Document extract:

## Begin

Ships – Mooring device – Having ship-mounted turret
Reexamination Certificate
2000-03-03
2002-01-29
Bagnell, David (Department: 3673)
Ships
Mooring device
Having ship-mounted turret
C114S230130, C166S356000, C166S363000, C441S004000
Reexamination Certificate
active
06341572
ABSTRACT:
BACKGROUND OF THE INVENTION
1. Field of the Invention
This invention relates generally to safety systems for preventing explosions in internal turret mooring systems where risers which are carrying hydrocarbons from subsea wells are connected to lines leading to process facilities. In particular the invention relates to an atmosphere control system for preventing explosions in such a mooring system.
2. Description of the Prior Art
In the past, ventilation has been the basis for preventing explosion due to leaks between risers and surface equipment of a turret mooring system. Ventilation systems have inherent difficulties in that explosion potential can remain unacceptably high under certain conditions.
Systems and methods based on the principle of filling an enclosure with inert gas are known in the art of safety systems for marine vessel cargo tanks and in land hydrocarbon storage tanks. Inert gas systems used on marine vessel cargo tanks are described in a book,
Inert Gas Systems,
International Maritime Organization (IMO), 1990. Guidelines are provided which apply to inert gas system on tankers, particularly to cargo tankers for hydrocarbons. The guidelines are based on current general practice used in the design and operation of inert gas systems using flue gas from the uptake from the ship's main or auxiliary boilers, and installed on crude oil tankers and combination carriers. The guidelines provide a method with an inert gas system where the protection against a tank explosion is achieved by introducing inert gas into the tank to keep the oxygen content low and reduce to safe proportions the hydrocarbon gas concentration of the tank atmosphere. It can be determined from flammability diagrams that as inert gas is added to hydrocarbon/air mixtures, the flammable range progressively decreases until the oxygen content reaches a level generally taken to be about 11% by volume, below which point no mixture can burn. There are three methods of replacement of gas in cargo tanks, namely: inerting, purging, and gas-freeing. The general policy of cargo tank atmosphere control is that tankers fitted with inert gas systems should have their cargo tanks kept in a nonflammable condition at all times. In line with that policy, tanks should be kept in the inert condition whenever they contain cargo residues or ballast. The oxygen contents should be kept at 8% or less by volume with a positive gas pressure in all the cargo tanks. The atmosphere within the tank should make the transition from the inert condition to the gas-free condition without passing through the flammable condition. In practice this means that before any tank is gas-freed, it should be purged with inert gas until the hydrocarbon content of the tank atmosphere is below the critical dilution line. When a ship is in a gas-free condition before arrival at a loading port, tanks should be inerted prior to loading.
A second inerting method and system is described in a publication,
NFPA
69:
Standard on Explosion Prevention Systems,
of the National Fire Protection Association (NFPA), 1997. The standard described in this publication applies to systems and equipment used for the prevention of explosions by the prevention or control of deflagrations (i.e., combustion with velocities less than the speed of sound).

## End

Given records:

## Begin

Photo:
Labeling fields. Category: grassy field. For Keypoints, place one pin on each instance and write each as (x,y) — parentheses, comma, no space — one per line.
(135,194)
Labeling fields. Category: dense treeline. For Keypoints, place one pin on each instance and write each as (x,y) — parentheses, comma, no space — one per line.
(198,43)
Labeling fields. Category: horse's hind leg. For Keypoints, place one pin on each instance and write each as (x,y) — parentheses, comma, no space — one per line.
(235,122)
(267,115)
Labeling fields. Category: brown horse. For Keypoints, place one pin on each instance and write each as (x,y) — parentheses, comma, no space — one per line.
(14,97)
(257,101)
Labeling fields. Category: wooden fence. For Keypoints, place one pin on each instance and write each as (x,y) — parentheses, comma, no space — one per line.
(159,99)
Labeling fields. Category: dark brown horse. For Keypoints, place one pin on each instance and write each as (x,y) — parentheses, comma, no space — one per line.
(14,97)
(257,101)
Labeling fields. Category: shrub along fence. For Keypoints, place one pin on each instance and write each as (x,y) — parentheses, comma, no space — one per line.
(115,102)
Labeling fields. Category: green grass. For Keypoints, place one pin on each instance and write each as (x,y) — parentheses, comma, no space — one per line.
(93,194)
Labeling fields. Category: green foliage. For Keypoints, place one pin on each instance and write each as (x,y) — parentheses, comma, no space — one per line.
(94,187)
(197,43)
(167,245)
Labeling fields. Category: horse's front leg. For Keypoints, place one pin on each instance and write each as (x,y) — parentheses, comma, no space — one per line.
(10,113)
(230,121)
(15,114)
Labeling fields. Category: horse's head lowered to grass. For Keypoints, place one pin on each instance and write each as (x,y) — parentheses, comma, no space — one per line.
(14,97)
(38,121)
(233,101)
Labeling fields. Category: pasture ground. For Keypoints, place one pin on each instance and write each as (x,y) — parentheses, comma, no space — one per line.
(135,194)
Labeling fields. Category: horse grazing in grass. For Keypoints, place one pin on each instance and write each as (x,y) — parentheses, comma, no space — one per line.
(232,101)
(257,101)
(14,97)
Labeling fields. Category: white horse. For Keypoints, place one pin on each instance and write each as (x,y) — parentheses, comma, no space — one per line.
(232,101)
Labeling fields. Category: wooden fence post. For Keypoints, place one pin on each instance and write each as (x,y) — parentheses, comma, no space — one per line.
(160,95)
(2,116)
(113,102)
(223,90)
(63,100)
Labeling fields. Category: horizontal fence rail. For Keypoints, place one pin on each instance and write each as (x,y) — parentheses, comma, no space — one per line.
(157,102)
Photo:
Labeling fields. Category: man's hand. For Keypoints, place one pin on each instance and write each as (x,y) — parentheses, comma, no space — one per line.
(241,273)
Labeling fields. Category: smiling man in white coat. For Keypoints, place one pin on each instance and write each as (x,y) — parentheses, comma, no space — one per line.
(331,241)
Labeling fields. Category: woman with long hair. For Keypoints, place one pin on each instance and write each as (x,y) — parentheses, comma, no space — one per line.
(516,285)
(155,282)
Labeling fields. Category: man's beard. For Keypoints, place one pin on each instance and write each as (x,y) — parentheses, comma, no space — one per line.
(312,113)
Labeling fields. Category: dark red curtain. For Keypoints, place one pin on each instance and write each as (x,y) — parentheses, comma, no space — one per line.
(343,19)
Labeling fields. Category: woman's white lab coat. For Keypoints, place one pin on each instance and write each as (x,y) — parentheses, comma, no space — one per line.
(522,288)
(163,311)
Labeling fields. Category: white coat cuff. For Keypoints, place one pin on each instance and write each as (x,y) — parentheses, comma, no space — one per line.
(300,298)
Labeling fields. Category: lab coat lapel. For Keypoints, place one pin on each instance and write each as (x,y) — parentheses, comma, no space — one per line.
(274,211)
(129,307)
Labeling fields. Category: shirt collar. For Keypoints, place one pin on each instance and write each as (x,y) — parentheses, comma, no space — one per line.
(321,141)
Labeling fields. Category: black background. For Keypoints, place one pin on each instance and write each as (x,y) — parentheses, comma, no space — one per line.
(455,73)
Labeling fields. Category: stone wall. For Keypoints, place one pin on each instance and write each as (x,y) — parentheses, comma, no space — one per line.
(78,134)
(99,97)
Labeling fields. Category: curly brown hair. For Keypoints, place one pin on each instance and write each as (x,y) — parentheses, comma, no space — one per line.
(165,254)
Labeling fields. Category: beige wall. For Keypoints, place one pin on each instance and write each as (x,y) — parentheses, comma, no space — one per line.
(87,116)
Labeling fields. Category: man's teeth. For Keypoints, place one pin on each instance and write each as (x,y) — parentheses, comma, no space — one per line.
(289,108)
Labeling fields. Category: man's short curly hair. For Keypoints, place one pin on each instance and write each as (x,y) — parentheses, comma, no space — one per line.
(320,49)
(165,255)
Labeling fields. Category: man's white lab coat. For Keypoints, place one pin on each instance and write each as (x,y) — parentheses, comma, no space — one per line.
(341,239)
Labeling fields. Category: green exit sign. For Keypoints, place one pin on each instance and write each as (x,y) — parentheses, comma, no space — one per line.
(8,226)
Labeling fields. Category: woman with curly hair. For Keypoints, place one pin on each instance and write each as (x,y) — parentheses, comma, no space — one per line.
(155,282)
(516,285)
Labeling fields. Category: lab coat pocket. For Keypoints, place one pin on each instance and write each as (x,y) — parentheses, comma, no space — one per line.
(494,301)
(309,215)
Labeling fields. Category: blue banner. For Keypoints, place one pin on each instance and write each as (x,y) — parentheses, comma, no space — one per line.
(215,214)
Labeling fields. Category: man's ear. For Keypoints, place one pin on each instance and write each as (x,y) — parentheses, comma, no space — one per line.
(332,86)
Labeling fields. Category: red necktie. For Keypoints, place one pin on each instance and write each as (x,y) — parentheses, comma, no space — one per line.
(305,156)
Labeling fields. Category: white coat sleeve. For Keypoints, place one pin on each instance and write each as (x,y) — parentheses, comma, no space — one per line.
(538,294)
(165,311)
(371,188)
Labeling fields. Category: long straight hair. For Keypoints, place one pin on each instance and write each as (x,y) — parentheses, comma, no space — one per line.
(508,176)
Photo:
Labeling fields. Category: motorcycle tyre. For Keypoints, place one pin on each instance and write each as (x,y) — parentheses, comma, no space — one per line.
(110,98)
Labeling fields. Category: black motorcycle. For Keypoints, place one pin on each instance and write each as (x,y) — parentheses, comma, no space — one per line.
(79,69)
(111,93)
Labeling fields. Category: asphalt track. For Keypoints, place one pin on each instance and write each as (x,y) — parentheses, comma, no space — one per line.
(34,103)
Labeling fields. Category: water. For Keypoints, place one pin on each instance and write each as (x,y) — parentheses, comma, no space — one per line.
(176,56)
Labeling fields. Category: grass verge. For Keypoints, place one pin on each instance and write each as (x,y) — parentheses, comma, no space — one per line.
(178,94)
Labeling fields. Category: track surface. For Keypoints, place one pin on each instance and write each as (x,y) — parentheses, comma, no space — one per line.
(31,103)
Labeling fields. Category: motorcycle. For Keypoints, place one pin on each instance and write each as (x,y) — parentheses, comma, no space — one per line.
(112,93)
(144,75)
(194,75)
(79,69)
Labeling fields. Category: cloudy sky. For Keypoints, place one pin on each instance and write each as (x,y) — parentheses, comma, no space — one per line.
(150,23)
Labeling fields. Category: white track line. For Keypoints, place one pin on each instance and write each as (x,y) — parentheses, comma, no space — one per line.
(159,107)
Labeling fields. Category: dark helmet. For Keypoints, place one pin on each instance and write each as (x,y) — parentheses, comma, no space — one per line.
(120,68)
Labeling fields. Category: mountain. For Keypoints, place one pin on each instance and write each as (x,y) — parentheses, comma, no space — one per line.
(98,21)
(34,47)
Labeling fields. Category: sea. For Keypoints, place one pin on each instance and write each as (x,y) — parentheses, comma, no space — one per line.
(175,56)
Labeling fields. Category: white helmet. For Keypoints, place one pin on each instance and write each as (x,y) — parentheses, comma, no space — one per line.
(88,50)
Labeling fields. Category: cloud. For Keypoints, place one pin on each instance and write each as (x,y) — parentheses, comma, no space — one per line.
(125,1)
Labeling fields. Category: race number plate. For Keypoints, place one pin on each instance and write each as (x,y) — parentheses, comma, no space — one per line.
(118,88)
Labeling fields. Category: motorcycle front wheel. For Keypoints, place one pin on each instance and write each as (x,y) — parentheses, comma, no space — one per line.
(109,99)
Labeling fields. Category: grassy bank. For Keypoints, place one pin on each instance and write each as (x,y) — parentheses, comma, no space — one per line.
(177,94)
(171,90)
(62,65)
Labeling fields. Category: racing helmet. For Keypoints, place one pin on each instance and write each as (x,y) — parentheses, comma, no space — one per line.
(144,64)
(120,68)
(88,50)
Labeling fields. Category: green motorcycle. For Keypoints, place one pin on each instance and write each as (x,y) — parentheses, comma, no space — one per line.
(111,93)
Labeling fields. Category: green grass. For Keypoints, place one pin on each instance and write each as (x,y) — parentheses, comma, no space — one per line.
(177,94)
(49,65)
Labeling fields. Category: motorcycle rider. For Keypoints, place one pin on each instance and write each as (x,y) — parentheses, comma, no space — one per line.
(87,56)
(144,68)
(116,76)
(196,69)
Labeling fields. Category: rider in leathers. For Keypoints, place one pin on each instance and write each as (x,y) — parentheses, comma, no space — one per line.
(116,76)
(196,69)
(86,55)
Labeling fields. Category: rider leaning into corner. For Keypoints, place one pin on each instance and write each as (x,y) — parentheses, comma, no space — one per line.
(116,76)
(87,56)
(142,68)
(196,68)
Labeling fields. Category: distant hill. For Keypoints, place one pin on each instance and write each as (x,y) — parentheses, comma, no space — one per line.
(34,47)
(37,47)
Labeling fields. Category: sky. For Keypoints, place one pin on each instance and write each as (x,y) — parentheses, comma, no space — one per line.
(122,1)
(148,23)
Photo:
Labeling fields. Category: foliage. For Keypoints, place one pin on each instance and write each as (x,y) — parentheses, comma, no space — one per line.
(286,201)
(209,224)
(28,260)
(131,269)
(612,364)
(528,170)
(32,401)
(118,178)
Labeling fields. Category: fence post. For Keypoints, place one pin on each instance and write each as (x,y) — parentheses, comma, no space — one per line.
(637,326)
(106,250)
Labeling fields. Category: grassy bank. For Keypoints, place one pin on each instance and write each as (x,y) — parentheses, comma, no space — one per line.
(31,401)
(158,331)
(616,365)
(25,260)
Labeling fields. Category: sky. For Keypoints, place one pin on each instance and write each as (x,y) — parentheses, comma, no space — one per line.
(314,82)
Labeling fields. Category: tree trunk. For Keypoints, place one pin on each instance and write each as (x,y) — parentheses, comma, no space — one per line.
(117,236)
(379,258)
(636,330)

## End

Your instructions:
According to the document on the ship-mounted turret mooring device, below roughly what oxygen content by volume can no hydrocarbon/air mixture burn?

Complete answer:
About 11% by volume.